Source extract:
===============

The Community Health Care Van has been around since 1993, and is a familiar sight in New Haven. A big, blue, converted school bus, it’s often parked near The Green in downtown New Haven. Originally started as a way to combat HIV, hepatitis, and other infectious diseases, the van offers a clean needle exchange program, primary care, health education, counseling for mental health and substance abuse, and other services.
But in March 2020 when COVID-19 swept through the world, forcing people to stay home and businesses to close, the van was affected, too: it wasn’t possible to continue to provide care to several people on the van at once, in close proximity to one another. In the first weeks of the pandemic, the big blue bus stopped going out, and instead, the team operated through a small minivan which they could easily drive around the New Haven area, distributing masks, sanitary supplies, and educational materials. At the same time, providing care and outreach to underserved, often uninsured communities was more urgent than ever.
Mounting evidence showed that the same vulnerable areas of New Haven that were served by the Community Health Care Van were also the neighborhoods being hit hardest by COVID-19. “There’s a number of things that have been recommended, such as physical distancing, sheltering in place, and all of those sorts of things, but for marginalized populations, it’s much harder to do that,” says Rick Altice, MD, director of the Community Health Care Van and professor of medicine (infectious diseases). In other words, isolating oneself is a luxury many people simply can’t afford, either because they live with several other people, must continue working outside the home, or rely on public transit to get around. Meanwhile, Leslie Sude, MD, assistant professor of pediatrics, noticed another worrying trend: mothers weren’t coming in with their newborn babies for checkup visits, either because they were afraid of going into a clinic or because they didn’t have a way to get to their appointments. “I got involved with the Community Health Care Van early in the pandemic,” says Sude. “I was looking for a way to see babies in the community.”
“The department of pediatrics reached out to us to ask if we could repurpose the van for a new purpose,” explains Sharon Joslin, APRN. Lynn Tanoue, MD, MBA, vice-chair for clinical affairs in the Department of Internal Medicine, submitted an application an emergent award for the Community Health Care Van from the Yale New Haven Hospital Medical Staff Finance Committee. It was unanimously approved for a $50,000 award, and was matched for another $50,000, resulting in a donation of $100,000 to get the van back on the road, with a focus on serving newborns and their mothers during the pandemic.
“It’s a great coming together of many giving hands,” says Tanoue, highlighting the fact that the van would be equipped with masks donated by faculty—some of which were manufactured by the Yale School of Drama. “This is not only about providing care to people who need care, and might avoid seeking that care,” says Sude, “this is about doing our part in a small way, one piece of the puzzle, to stop community spread of coronavirus.”

===============

Raw data:
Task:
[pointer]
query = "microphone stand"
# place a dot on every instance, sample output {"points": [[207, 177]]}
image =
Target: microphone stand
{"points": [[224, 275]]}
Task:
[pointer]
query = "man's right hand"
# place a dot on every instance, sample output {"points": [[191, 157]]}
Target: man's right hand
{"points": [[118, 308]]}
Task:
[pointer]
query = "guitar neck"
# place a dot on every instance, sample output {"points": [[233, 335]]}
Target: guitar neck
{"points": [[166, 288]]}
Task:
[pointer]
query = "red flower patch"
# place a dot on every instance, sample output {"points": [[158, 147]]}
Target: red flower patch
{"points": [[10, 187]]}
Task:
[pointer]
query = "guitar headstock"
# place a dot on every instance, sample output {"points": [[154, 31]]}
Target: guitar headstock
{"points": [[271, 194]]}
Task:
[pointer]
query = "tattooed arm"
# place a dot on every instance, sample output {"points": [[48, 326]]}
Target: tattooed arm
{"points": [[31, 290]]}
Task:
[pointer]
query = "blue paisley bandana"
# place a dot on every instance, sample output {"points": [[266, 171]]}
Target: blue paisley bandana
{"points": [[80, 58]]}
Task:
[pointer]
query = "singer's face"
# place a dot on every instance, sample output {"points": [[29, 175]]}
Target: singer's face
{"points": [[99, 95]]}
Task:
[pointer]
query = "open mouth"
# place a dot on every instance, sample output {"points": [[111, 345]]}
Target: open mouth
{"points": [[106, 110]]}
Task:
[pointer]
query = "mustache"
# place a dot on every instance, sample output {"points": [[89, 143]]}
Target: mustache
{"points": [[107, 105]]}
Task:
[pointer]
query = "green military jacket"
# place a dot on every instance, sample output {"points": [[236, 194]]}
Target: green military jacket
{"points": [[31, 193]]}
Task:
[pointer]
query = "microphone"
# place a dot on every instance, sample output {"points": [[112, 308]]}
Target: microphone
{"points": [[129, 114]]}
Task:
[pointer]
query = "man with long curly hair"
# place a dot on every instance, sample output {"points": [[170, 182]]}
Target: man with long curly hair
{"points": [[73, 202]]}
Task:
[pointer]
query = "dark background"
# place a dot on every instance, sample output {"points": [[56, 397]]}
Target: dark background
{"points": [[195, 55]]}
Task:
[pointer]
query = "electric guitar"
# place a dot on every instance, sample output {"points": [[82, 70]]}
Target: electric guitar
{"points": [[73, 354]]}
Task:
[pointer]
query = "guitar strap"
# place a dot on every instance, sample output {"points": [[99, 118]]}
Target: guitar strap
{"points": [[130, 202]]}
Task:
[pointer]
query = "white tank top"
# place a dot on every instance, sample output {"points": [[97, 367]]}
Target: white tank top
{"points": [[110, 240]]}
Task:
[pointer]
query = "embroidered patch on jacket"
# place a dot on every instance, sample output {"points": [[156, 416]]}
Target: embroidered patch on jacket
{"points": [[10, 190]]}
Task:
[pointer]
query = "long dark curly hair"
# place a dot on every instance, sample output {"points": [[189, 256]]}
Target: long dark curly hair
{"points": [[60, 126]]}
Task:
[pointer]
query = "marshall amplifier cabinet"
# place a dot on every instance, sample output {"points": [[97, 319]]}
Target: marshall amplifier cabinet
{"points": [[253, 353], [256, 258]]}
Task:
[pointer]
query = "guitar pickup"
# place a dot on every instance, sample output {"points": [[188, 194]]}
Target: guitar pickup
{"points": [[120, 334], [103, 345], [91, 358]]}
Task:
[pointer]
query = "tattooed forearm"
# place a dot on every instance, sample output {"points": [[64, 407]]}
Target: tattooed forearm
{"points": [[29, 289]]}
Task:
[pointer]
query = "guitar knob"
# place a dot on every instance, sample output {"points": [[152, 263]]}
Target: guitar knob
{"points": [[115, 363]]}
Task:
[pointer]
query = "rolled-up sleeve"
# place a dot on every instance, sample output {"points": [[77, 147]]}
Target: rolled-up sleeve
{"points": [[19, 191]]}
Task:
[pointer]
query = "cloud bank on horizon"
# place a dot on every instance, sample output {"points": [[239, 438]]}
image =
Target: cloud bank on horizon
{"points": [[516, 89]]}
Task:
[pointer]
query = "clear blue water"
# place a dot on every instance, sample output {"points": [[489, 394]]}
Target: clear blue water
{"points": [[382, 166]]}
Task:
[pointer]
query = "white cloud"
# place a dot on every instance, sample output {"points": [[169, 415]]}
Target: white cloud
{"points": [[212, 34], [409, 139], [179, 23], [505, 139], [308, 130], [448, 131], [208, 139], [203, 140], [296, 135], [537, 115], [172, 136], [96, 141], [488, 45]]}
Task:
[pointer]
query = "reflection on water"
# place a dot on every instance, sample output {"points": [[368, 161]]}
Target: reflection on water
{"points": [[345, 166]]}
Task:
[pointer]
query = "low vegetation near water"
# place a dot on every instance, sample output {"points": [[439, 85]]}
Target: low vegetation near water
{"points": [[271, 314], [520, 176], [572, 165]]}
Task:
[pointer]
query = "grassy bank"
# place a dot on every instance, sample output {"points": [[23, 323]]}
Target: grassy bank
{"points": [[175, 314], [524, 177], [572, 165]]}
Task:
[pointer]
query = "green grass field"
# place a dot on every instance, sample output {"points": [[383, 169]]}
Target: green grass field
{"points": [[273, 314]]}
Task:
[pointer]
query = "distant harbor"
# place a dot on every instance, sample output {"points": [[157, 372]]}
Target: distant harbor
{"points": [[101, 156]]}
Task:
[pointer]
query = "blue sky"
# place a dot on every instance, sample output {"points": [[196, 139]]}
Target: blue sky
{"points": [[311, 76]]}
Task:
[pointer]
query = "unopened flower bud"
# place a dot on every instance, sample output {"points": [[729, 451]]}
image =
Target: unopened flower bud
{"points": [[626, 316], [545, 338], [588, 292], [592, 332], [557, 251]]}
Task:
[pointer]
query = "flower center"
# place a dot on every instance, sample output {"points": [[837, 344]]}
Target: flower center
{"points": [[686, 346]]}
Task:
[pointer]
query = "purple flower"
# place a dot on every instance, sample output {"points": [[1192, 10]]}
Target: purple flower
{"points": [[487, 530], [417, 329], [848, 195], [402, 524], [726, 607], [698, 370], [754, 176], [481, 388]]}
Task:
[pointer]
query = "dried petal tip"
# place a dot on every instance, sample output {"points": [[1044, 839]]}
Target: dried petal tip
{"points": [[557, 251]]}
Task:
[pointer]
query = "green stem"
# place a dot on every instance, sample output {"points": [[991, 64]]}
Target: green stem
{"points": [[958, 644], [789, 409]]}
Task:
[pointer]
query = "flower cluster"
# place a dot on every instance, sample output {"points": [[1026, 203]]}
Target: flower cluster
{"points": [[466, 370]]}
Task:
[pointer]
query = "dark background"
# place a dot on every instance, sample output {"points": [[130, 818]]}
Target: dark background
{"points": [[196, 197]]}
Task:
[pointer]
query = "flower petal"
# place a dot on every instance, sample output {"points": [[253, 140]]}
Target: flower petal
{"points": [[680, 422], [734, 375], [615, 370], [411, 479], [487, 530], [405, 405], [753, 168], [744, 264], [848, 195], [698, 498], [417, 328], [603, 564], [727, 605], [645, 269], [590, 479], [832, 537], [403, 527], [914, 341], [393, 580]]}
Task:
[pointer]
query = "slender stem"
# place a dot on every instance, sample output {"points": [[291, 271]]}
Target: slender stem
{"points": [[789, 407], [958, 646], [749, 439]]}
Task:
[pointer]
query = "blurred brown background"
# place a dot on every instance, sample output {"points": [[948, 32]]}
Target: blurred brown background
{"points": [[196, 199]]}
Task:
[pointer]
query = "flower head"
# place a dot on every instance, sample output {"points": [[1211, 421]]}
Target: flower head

===============

List of tasks:
A. In the Community Health Care Van article, transcribe the passage starting with "The Community Health Care Van has" and going on through "and other services.".
B. Answer these questions using the Community Health Care Van article:
(i) Since what year has the van been around?
(ii) What vehicle did the team operate in the first weeks of the pandemic?
(iii) What was the total amount of the donation that got the van back on the road?

Answer list:
A.
The Community Health Care Van has been around since 1993, and is a familiar sight in New Haven. A big, blue, converted school bus, it’s often parked near The Green in downtown New Haven. Originally started as a way to combat HIV, hepatitis, and other infectious diseases, the van offers a clean needle exchange program, primary care, health education, counseling for mental health and substance abuse, and other services.

B.
(i) 1993
(ii) A small minivan
(iii) $100,000